BEGIN Text block

It is known that animal miRNAs regulate gene expression by inhibiting translation and/or by inducing degradation of target. In our study, most modulated genes in the mRNA differential expression profiles changed by less than two-fold. Since mRNA levels regulated by less than two-fold may still be miRNA targets, we defined differentially expressed genes as no less than 1.3-fold change [31]. Comparative analysis of LNA-antimiR-21 and LNA-control mRNA profiles showed differential regulation of 394 genes in MCF/LNA-antimiR-21, of which 228 (58%) were up-regulated and 166 (42%) were down-regulated. 321 genes were differentially expressed in MDA/LNA-antimiR-21 cells, of which 190 (59%) were up-regulated, and 131 (41%) down-regulated (Figure 4a). The intersection of MCF/LNA-antimiR-21 and MDA/LNA-antimiR-21 consisted of 27 genes (18 up- and 9 down-regulated; Figure 4b and Table 2).

To further screen potential direct targets, we compared the 27 candidate mRNAs with miR-21 targets predicted by TargetScan 5.1, miRBase Targets V.5, miRNAMap 2.0, PicTar and miRanda 3.0. Of the 27 mRNAs, 3 were recognized by the algorithms (Table 2). Because miR-21 targets are expected to up-regulated for the LNA-antimiR-21 samples, ANKRD46 and EIF4A2, the two up-regulated genes upon miR-21 knockdown in the two cell lines and predicted by target prediction programs, were selected for further investigation.

END Text block

- _Assignment 1_
In the miR-21 knockdown passage, what minimum fold change marks a gene as differentially expressed?
- _Assignment 2_
Extend the miR-21 knockdown passage past its final sentence, keeping the same technical register.

BEGIN Provided records

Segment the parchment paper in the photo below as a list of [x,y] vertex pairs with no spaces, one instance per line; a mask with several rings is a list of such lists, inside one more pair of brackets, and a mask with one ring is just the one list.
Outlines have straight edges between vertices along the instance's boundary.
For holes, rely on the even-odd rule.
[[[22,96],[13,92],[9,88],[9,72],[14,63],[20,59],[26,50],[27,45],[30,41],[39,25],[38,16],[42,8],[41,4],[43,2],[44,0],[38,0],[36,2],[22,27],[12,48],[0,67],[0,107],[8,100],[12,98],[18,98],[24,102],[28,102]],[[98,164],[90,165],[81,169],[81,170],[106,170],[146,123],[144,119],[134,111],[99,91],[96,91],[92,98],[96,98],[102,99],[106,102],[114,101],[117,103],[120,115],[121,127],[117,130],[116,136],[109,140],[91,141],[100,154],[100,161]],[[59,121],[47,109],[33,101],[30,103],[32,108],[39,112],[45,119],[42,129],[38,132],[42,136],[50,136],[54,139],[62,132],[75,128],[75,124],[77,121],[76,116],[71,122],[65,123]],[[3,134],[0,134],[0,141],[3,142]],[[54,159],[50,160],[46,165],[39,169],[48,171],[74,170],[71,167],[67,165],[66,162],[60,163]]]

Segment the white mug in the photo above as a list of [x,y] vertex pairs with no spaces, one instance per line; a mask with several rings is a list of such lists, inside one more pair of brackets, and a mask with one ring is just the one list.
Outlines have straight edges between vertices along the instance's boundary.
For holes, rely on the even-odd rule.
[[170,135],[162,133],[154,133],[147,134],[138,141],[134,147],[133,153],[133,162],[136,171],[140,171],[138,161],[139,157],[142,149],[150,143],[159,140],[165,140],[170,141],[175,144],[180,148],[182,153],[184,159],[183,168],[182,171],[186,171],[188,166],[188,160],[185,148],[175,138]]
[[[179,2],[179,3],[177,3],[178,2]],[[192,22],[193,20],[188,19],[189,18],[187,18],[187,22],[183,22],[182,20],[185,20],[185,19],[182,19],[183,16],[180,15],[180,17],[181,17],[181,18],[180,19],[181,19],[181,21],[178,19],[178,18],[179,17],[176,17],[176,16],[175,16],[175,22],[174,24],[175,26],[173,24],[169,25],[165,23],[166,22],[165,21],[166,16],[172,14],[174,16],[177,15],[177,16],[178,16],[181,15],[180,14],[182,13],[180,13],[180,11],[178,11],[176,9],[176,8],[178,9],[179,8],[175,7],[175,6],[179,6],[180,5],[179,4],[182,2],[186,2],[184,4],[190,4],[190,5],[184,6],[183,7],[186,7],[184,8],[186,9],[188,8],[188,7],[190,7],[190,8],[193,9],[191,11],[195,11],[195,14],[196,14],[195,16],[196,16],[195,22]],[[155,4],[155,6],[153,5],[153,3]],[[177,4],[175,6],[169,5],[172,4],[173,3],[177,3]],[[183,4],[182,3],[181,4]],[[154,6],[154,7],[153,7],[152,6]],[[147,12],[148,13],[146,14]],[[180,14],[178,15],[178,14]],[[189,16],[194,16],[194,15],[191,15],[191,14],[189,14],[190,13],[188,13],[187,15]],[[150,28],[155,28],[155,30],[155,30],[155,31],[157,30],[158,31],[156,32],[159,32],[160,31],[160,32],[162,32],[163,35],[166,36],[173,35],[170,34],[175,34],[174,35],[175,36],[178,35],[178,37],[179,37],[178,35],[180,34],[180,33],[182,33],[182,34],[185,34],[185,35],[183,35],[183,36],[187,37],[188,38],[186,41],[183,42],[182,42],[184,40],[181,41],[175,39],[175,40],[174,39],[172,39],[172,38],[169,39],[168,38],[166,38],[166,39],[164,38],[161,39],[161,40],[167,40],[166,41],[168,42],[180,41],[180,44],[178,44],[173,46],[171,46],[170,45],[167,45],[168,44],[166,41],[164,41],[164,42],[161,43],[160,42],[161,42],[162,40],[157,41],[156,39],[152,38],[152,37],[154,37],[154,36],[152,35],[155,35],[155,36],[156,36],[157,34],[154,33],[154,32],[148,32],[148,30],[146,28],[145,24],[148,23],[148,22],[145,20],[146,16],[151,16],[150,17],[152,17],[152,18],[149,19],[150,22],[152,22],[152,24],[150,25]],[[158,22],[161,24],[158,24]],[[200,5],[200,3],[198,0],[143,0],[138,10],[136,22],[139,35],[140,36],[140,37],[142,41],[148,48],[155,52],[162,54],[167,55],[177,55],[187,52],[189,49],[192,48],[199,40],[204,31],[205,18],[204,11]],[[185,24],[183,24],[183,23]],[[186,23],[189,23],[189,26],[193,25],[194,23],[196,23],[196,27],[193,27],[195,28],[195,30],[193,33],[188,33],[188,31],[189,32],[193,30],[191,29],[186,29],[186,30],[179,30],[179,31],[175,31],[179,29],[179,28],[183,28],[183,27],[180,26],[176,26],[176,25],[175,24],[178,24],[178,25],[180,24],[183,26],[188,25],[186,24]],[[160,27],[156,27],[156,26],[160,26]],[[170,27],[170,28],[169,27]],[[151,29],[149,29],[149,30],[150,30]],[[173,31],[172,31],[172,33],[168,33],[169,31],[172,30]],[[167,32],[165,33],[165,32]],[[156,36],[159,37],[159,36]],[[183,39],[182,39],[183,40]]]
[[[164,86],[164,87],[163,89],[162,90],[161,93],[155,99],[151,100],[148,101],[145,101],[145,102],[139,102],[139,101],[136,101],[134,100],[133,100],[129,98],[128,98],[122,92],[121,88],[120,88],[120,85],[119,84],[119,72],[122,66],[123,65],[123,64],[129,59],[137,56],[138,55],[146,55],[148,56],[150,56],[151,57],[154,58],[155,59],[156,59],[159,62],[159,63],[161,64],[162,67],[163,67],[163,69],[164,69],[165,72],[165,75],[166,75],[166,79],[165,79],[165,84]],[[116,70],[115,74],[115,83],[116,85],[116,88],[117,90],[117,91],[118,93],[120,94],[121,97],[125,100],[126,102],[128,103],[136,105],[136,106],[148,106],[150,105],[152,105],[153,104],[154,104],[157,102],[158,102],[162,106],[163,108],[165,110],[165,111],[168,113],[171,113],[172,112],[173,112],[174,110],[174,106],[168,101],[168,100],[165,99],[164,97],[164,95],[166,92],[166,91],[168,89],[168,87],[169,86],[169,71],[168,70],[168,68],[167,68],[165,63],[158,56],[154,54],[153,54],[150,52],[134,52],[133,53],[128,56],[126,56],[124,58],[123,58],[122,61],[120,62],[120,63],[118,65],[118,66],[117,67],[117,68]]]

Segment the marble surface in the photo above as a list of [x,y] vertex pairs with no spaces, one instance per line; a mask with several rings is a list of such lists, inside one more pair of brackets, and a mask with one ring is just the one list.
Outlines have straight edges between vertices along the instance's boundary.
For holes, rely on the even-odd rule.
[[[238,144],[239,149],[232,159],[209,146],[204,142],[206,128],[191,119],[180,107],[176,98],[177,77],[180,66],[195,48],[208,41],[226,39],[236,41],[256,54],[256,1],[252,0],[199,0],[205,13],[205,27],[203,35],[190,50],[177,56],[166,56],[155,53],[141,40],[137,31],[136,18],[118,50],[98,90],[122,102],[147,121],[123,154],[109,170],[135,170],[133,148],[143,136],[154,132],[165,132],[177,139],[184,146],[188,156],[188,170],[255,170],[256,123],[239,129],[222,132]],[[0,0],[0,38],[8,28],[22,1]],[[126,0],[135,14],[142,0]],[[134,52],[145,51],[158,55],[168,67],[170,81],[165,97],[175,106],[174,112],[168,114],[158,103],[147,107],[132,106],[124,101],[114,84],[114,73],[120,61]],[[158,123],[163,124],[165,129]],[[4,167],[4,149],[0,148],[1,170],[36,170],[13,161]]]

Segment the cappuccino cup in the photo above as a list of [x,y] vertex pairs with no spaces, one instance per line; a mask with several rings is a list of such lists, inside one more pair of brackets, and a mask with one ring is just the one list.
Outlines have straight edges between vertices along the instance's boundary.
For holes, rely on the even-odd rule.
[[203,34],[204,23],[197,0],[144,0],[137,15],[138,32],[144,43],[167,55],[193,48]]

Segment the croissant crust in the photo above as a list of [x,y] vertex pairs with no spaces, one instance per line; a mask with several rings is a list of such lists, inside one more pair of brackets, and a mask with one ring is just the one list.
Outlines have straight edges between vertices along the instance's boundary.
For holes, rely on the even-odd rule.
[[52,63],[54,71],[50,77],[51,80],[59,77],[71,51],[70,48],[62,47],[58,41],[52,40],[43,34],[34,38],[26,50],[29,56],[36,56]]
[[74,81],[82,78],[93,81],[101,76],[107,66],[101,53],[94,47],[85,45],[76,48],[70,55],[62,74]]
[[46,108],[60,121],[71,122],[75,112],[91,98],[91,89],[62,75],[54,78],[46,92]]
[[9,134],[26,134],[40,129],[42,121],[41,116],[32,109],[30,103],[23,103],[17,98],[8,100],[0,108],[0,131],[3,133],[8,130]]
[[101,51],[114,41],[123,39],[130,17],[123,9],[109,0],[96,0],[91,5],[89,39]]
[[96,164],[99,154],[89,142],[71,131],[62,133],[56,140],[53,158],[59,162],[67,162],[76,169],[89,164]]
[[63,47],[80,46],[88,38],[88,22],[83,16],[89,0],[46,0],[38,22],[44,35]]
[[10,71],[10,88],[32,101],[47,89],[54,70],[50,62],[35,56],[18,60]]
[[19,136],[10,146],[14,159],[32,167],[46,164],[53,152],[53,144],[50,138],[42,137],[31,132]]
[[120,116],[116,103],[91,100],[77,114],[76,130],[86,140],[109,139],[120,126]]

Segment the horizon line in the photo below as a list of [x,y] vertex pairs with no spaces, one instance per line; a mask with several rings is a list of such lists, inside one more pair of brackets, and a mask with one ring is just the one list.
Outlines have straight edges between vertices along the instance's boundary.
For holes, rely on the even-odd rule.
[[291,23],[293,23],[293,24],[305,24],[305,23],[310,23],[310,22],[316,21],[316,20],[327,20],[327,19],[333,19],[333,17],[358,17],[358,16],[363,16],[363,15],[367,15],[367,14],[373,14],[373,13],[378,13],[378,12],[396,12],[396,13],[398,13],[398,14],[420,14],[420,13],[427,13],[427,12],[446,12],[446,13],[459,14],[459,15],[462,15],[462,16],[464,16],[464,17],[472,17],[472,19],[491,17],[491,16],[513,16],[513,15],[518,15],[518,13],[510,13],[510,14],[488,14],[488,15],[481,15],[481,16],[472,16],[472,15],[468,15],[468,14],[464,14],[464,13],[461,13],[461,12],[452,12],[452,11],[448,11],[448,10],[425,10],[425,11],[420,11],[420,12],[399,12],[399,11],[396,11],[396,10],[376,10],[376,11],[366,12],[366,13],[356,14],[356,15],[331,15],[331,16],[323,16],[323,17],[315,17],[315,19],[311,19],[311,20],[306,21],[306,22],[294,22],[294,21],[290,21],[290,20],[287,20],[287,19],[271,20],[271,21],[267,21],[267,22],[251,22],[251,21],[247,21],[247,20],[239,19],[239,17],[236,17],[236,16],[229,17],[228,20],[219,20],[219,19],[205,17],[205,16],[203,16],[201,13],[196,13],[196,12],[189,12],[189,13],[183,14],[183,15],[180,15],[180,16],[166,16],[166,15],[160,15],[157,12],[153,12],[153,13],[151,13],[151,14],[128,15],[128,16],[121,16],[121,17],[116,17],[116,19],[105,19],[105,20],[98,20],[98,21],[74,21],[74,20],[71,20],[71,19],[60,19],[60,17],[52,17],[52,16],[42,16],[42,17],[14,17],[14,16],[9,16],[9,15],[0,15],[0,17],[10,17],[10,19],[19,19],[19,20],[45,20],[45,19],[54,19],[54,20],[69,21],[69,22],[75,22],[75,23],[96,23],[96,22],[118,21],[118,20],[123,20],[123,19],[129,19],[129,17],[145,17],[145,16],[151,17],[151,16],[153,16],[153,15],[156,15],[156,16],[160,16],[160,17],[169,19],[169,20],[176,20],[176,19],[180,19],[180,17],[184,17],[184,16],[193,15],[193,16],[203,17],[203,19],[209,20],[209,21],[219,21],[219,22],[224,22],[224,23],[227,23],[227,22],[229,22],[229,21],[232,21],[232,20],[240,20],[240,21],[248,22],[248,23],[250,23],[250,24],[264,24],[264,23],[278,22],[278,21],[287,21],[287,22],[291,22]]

END Provided records

- _Reply 1_
A change of no less than 1.3-fold.

- _Reply 2_
The microarrays were validated by qRT-PCR assay. Consistent with the microarray results, qRT-PCR showed increased ANKRD46 and EIF4A2 mRNA levels in MCF-7 and MDA-MB-231 cell lines upon miR-21 inhibition, although the increase of EIF4A2 in MDA/LNA-antimiR-21 cells was relatively modest (Figure 4c). To determine whether miR-21 affects the expression of the potential endogenous target genes, we transfected MCF-7 and MDA-MB-231 cells with LNA-antimiR-21 or LNA-control. Western bolt showed that LNA-antimiR-21 led to up-regulation of endogenous ANKRD46 in both MCF-7 (P = 0.005) and MDA-MB-231 cells (P = 0.004), but no significant up-regulation of EIF4A2 protein (Figure 5c).

We further tested whether miR-21 could directly repress the identified mRNA targets through 3' UTR interactions (Figure 5a). Thus, the full-length 3' UTRs of the human genes ANKRD46 and EIF4A2 were cloned into the downstream of the luciferase gene (pMIR-REPORT), respectively. These vectors were then used to assess whether miR-21 could repress luciferase activity in 293T cells. ANKRD46 3' UTR showed a reduction to 54.8% of total luciferase reporter activity, in presence of miR-21, but EIF4A2 3' UTR did not display significant reduction of luciferase levels, compared with the miR-control (Figure 5b). These results suggest that miR-21 directly targets ANKRD46 in BC cells.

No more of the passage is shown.